** start Supplied passage **

- Genre: Family drama; Procedural drama; Crime thriller;
- Created by: Joshua Safran
- Starring: Peter Krause; Hope Davis; Kat Cunning; Tommy O'Brien; Taylor Bloom; Charlie Barnett;
- Music by: Ariel Rechtshaid; Will Canzoneri;
- Country of origin: United States
- Original language: English
- No. of seasons: 1
- No. of episodes: 1

Production
- Executive producers: Joshua Safran; Jenna Bush Hager; Ben Spector; Rebecca Thomas;
- Producer: Peter Krause
- Production companies: Random Acts Productions; Thousand Voices; Universal Television;

Original release
- Network: NBC
- Release: September 21, 2026 – present

= Line of Fire (2026 TV series) =

American family drama series

Line of Fire is an American family action thriller television series created by Joshua Safran and produced by Universal Television for NBC. The series centers around a family of agents from various branches of law enforcement who find themselves tangled in a deadly conspiracy. The series stars Peter Krause, Hope Davis, Kat Cunning, Tommy O'Brien and Taylor Bloom.

The series premiered on September 21, 2026.

==Premise==
"A family of law enforcement agents that bridge differences and cross boundaries as they take cases for the FBI, U.S. Marshals, Secret Service, and Department of Justice. After a case turns into a conspiracy, they must protect one another and bring the killer to justice, even if it means going against their code."

** end Supplied passage **
** start Extracted material **

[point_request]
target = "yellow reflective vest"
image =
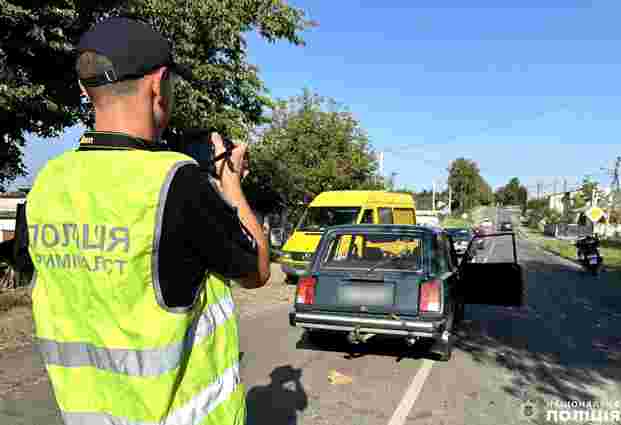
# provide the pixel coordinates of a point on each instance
(115, 354)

** end Extracted material **

→ **What you should do**
According to the Line of Fire article, which four agencies does the family take cases for? Answer using only the Line of Fire article, not the data.

→ **Output for this task**
The FBI, U.S. Marshals, Secret Service, and Department of Justice.